▸ **Work to complete**
(1) Translate this sentence from the Buffalo Soldiers article into Spanish: "Hall joined the club’s Detroit Chapter after being drawn in by the character of the few members riding at the time, he said."
(2) Please extract the stretch of the Buffalo Soldiers article from "But the image" through "to the city.", copying it without changes.

WDET’s series CuriosiD recently examined the history of Black motorcycle clubs in the Motor City.
But the image some people have of bikers as being tough and hard-edged ignores one group of riders in Detroit known for going out of their way to give back to the city.
The Buffalo Soldiers Motorcycle Club, named for the mostly Black U.S. Army regiments of the mid-1800s, has chapters across the country, including in Michigan.
Zo Hall, an early member of the Buffalo Soldiers’ Detroit chapter, said the club was founded in Chicago during the early 1990s by a rider nicknamed “Dreammaker,” who had a vision of using motorcycles as a force for good.
“Dreammaker’s idea at that time was, he wanted a progressive motorcycle club that was a role model for the youth in the city,” Hall said. “And we also wanted to do more than just ride around. So we go to schools, churches, help the community as much as we can.”
Hall says the group participates in a wide variety of events and programs to support area youth, including “adopting” families during the holidays, supporting charity groups and scholarship programs, and participating in school visits, honor guard ceremonies, historical education presentations about the 9th and 10th Cavalry and more.
“We do quite a bit,” he said. “We’ve got an extensive list.”
Listen: WDET’s Quinn Klinefelter speaks with Zo Hall, member of the Buffalo Soldiers’ Detroit chapter, about the MC
To Hall, the MC’s name and mission carries a legacy of being community protectors. For example, he said, the Tuskegee Airmen — the first Black military aviators in the U.S. Armed Forces during World War II — would go out and feed the neighborhood in Italy because they didn’t have any food.
“They would share their food from the Army and the Air Force,” he said. “That’s why we do it. We’re used to giving back. And that’s how we do the mission. The mission is to ride, to give back and to educate.”
The term “Buffalo Soldiers” was coined many years prior to World War II, dating back to the post Civil War era when Black regiments played a key role in the nation’s western expansion by protecting settlers, establishing forts, chartering new travel routes and driving cattle.
“Our motorcycles are used to represent the 9th and 10th Cavalry because they had horses,” said Hall. “With our iron horses, we’re able to get around more than regular horses can. We have the numbers to do it. And also the fact that that’s what the Buffalo Soldiers did, they gave back.”
While there are many motorcycle clubs that operate within the metro Detroit area, Hall says other local MCs respect the Buffalo Soldiers and at times have coordinated community events or educational programs together.
“We just had our first annual Black and Yellow picnic this year, which was awesome,” he said, adding that black and gold are the MC’s national colors. “We invited I think it was five other different clubs that had similar colors. And we had a gathering there with no problems. That’s what we do.”
Hall joined the club’s Detroit Chapter after being drawn in by the character of the few members riding at the time, he said.
“They had so much confidence and how they rode and how they held themselves,” he said. “They really looked like they had their stuff together. So you want to be a part of that, a part of something that’s positive.”

▸ **Excerpted data**
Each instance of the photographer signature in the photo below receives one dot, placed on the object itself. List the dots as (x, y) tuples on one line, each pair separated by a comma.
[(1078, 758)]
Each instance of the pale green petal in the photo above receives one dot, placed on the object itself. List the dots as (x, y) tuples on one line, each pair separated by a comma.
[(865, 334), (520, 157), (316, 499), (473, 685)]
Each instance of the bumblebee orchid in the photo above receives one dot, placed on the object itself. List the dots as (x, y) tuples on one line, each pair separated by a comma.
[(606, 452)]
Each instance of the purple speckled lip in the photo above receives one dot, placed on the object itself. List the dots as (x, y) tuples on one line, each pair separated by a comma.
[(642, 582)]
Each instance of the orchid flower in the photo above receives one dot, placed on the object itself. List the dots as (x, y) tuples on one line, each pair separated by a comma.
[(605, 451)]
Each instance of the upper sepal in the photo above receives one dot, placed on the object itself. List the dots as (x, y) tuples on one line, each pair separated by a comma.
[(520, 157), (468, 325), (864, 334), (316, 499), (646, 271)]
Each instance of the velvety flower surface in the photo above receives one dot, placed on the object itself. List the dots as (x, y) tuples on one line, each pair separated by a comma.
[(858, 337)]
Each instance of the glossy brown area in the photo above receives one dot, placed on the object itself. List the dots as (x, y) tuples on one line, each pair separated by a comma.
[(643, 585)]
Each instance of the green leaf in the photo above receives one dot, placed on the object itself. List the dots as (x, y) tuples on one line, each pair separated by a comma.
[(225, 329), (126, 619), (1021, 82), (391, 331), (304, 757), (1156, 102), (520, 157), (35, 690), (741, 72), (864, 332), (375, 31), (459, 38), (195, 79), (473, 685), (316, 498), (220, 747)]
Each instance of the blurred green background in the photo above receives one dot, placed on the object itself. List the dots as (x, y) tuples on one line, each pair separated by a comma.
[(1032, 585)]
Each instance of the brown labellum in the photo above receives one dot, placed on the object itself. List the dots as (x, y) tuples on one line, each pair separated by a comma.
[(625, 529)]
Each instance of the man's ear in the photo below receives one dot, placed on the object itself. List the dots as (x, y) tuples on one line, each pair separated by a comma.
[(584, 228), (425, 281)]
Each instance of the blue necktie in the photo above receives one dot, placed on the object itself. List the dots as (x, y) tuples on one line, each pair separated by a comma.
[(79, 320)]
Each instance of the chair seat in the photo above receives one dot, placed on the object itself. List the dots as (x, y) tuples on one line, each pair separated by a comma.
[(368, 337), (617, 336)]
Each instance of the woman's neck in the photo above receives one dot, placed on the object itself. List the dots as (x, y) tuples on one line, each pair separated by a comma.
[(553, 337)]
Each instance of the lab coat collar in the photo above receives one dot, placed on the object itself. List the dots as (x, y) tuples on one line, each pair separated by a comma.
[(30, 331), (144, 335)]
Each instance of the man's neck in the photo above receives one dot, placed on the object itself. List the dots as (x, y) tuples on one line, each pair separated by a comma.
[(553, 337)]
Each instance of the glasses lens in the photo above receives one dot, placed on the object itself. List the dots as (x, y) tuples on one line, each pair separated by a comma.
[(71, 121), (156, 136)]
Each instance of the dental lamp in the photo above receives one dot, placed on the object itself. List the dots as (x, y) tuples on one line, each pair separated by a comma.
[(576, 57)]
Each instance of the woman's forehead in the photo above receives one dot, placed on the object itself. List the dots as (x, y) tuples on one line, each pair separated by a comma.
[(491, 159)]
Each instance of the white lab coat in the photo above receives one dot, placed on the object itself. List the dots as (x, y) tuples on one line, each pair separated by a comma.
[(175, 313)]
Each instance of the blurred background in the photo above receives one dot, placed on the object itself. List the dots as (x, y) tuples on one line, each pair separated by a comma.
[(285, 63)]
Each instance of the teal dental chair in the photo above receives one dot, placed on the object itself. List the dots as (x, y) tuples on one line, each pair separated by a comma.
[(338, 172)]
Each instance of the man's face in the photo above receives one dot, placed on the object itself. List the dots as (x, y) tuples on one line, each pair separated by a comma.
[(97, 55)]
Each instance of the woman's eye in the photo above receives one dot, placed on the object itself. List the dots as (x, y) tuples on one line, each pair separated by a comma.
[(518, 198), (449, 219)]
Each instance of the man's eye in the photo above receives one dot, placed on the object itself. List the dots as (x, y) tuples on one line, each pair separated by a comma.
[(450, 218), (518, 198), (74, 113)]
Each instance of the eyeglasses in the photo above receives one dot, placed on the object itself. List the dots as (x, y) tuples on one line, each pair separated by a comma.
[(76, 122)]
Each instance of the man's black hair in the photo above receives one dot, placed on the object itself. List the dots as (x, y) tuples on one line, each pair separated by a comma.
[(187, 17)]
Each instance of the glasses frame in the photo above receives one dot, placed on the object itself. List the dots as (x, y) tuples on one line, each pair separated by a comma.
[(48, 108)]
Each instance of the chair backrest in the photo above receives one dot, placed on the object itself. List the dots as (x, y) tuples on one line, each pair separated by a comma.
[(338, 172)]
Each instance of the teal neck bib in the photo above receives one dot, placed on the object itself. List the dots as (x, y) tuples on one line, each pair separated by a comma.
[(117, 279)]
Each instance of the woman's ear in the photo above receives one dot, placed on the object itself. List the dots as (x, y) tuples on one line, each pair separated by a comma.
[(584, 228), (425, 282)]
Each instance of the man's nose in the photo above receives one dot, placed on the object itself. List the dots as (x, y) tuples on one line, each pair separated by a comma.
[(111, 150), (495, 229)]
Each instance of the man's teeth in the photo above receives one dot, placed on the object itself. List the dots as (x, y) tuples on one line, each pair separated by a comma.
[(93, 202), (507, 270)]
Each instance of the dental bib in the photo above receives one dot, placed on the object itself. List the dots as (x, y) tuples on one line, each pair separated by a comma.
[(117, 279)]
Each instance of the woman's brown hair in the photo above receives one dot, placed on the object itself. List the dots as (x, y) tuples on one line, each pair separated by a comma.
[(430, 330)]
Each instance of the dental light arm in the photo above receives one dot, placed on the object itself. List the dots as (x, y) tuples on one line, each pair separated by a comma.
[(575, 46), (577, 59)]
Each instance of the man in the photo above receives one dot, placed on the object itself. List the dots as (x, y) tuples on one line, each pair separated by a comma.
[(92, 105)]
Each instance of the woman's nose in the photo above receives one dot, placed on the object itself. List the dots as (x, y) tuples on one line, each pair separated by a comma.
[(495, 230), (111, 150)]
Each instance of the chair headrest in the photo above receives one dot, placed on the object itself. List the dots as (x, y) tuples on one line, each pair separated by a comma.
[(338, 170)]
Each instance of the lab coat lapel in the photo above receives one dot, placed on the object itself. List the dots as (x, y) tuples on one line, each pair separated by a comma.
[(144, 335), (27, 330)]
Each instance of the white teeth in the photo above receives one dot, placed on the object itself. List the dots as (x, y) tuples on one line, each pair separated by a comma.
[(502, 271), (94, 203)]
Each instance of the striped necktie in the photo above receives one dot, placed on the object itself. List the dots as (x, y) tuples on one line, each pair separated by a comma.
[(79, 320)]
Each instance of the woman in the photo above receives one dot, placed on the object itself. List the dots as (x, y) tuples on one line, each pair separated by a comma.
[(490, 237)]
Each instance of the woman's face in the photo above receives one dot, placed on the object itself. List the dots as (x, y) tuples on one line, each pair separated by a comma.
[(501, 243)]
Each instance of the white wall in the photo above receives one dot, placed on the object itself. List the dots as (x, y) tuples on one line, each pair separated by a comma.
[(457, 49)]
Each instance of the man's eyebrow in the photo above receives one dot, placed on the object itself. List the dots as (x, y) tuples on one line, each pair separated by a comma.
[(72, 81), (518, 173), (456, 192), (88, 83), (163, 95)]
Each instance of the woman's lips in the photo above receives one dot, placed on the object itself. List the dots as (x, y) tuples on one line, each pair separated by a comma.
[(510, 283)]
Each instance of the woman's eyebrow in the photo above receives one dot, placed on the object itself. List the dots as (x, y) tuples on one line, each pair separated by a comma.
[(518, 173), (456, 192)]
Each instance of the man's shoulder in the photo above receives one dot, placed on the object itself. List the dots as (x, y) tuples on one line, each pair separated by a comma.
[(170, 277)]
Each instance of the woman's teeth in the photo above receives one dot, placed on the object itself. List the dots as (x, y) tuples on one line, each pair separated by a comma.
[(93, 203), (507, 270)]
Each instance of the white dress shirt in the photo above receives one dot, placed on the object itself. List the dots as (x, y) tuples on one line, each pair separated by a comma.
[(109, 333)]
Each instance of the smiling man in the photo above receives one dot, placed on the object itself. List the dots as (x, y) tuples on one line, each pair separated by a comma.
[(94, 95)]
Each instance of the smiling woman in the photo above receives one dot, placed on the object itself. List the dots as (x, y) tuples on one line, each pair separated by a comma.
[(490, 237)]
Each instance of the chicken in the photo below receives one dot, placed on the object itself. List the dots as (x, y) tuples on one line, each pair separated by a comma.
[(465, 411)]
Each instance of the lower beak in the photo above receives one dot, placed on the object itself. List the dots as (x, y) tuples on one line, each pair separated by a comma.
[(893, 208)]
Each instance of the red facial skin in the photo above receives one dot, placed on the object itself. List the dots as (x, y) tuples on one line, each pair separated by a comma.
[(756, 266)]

▸ **Solutions below**
(1) Hall se unió al capítulo de Detroit del club tras sentirse atraído por el carácter de los pocos miembros que andaban en moto en ese momento, según dijo.

(2)
But the image some people have of bikers as being tough and hard-edged ignores one group of riders in Detroit known for going out of their way to give back to the city.